◆ **DATASET EXCERPTS**:
──────────────────────────────

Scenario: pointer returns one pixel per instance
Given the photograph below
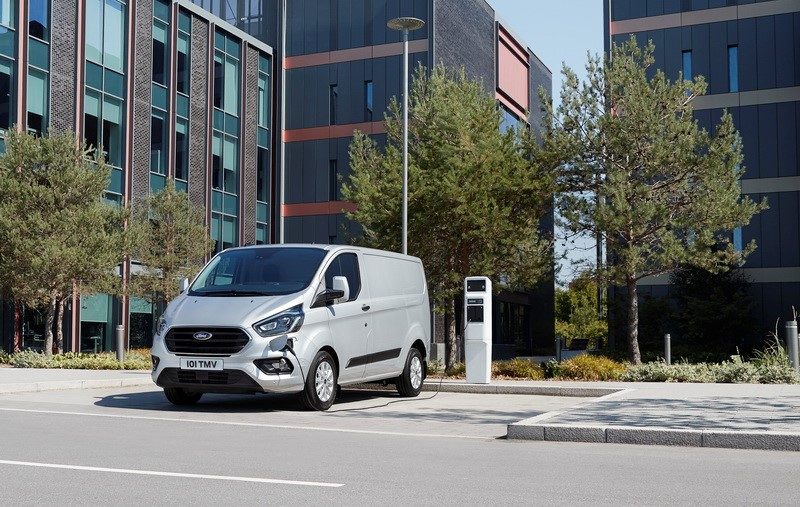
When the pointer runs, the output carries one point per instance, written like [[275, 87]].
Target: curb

──────────────────────────────

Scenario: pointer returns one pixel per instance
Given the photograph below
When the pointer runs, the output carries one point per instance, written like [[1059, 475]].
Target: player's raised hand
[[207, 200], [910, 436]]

──────────────────────────────

◆ **WHAT THIS TASK INVOLVES**:
Copy out every line in the entries above that contains the string "runs". Case counts.

◆ **WRITTEN REPLY**:
When the pointer runs, the output carries one point per instance, written like [[275, 87]].
When the pointer runs, the output carries one point per instance, written like [[1059, 475]].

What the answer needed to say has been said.